### Text:
··········

Marketing and business consultant Mark Gorman received more than a dozen calls from friends yesterday morning after con artists stole his identity and sent out e-mails telling recipients he had been held up at gunpoint while on a “short vacation” in Ukraine and needed cash to settle hotel bills.

It came as retired council administrator Walter Dods was shocked to open an e-mail on Sunday which claimed to be from an assassin hired to kill him. Mr Dods said he wanted to warn other computer users who may have received the e-mail and been alarmed.

Police today advised the public not to engage with “suspicious” e-mails and contact the force if they are concerned.

Mr Gorman, who runs his Think Hard consultancy in South Queensferry, said: “They got hold of all my contacts. These people change your e-mail address very slightly in a new account so you don’t notice. That way if anyone e-mails back it goes to their account.

··········

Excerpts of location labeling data
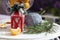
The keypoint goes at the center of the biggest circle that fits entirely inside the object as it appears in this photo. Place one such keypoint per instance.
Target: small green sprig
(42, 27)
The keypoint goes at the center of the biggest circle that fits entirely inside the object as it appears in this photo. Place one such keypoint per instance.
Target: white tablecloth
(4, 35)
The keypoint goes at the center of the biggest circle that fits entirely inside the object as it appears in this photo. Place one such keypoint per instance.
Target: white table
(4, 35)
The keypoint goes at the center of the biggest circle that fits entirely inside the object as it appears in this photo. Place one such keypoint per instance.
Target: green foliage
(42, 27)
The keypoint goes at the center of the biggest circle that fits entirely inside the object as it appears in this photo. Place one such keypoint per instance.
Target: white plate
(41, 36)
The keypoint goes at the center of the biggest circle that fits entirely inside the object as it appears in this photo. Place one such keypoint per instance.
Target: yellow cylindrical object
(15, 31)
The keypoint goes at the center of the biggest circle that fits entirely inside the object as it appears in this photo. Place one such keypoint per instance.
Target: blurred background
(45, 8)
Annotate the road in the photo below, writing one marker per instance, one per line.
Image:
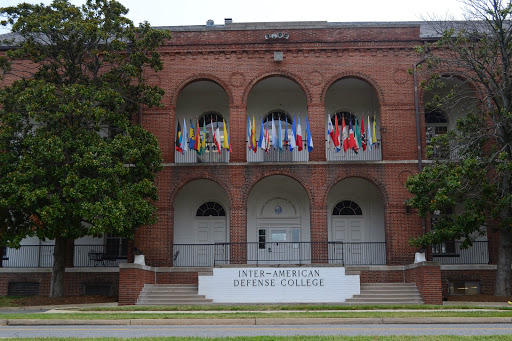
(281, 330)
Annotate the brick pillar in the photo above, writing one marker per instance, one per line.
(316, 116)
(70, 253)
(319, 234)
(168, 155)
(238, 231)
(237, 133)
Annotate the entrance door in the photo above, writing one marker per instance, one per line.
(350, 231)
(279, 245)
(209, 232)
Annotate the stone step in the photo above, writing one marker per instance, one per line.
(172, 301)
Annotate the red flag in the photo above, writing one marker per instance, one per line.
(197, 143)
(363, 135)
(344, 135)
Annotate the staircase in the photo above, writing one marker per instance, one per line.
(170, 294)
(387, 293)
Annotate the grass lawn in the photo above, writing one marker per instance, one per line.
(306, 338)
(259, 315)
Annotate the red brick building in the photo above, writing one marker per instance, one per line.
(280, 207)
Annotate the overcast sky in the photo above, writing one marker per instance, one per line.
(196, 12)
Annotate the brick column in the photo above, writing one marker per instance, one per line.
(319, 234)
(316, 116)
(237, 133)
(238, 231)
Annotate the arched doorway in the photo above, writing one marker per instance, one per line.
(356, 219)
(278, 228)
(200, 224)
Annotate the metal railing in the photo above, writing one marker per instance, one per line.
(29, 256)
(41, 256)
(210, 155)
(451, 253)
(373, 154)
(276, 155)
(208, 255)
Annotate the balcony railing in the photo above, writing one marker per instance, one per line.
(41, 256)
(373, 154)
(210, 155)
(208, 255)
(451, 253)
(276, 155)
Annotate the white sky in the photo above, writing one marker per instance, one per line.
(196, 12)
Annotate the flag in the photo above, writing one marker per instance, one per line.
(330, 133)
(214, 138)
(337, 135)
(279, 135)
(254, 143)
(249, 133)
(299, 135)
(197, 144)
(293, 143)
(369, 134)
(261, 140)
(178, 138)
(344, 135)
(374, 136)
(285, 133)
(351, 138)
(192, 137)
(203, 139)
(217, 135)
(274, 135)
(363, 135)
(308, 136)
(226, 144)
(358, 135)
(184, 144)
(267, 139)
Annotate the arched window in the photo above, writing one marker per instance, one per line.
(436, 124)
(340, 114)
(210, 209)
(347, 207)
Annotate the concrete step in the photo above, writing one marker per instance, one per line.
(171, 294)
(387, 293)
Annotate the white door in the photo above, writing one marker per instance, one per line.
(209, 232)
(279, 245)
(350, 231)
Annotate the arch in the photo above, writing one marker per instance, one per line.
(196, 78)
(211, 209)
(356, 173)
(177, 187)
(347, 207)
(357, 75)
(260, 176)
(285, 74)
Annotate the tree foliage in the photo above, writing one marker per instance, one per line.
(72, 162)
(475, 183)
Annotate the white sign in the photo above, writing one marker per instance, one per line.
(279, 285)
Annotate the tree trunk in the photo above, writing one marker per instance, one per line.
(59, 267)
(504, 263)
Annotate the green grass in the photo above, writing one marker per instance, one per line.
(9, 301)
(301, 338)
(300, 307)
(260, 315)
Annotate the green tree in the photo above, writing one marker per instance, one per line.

··········

### Stated problem 1:
Write out the passage of the e-mail scam article between "Police today advised" and "to their account.", inclusive.
### Stated problem 2:
Please output the lines of the records from the line holding "Annotate the flag" through the end of the records, inclusive, as a JSON list of strings with one string per line and no blank lines.
The e-mail scam article and the records were taken from unrelated sources.

### Task solution 1:
Police today advised the public not to engage with “suspicious” e-mails and contact the force if they are concerned.

Mr Gorman, who runs his Think Hard consultancy in South Queensferry, said: “They got hold of all my contacts. These people change your e-mail address very slightly in a new account so you don’t notice. That way if anyone e-mails back it goes to their account.

### Task solution 2:
[
  "Annotate the flag in the photo above, writing one marker per instance, one per line.",
  "(330, 133)",
  "(214, 138)",
  "(337, 135)",
  "(279, 135)",
  "(254, 143)",
  "(249, 133)",
  "(299, 135)",
  "(197, 144)",
  "(293, 143)",
  "(369, 134)",
  "(261, 140)",
  "(178, 138)",
  "(344, 135)",
  "(374, 136)",
  "(285, 133)",
  "(351, 138)",
  "(192, 137)",
  "(203, 139)",
  "(217, 135)",
  "(274, 135)",
  "(363, 135)",
  "(308, 136)",
  "(226, 144)",
  "(358, 135)",
  "(184, 144)",
  "(267, 139)",
  "Annotate the arched window in the photo above, writing one marker per instance, one per line.",
  "(436, 124)",
  "(340, 114)",
  "(210, 209)",
  "(347, 207)",
  "Annotate the concrete step in the photo above, writing one marker per instance, one per line.",
  "(171, 294)",
  "(387, 293)",
  "Annotate the white door in the photo above, writing one marker per instance, one per line.",
  "(209, 232)",
  "(279, 245)",
  "(350, 231)",
  "Annotate the arch in the photo above, writing one marker per instance, one per line.",
  "(196, 78)",
  "(211, 209)",
  "(356, 173)",
  "(177, 187)",
  "(347, 207)",
  "(357, 75)",
  "(260, 176)",
  "(285, 74)",
  "Annotate the tree foliage in the photo above, writing one marker per instance, one per line.",
  "(72, 162)",
  "(475, 183)",
  "Annotate the white sign in the photo above, writing one marker per instance, one per line.",
  "(279, 285)",
  "Annotate the tree trunk in the photo above, writing one marker per instance, one per line.",
  "(59, 267)",
  "(504, 263)",
  "Annotate the green grass in the photo above, writing one marker per instance, one per line.",
  "(9, 301)",
  "(301, 338)",
  "(300, 307)",
  "(260, 315)",
  "Annotate the green tree in the photo above, writing one marker per instance, one per line."
]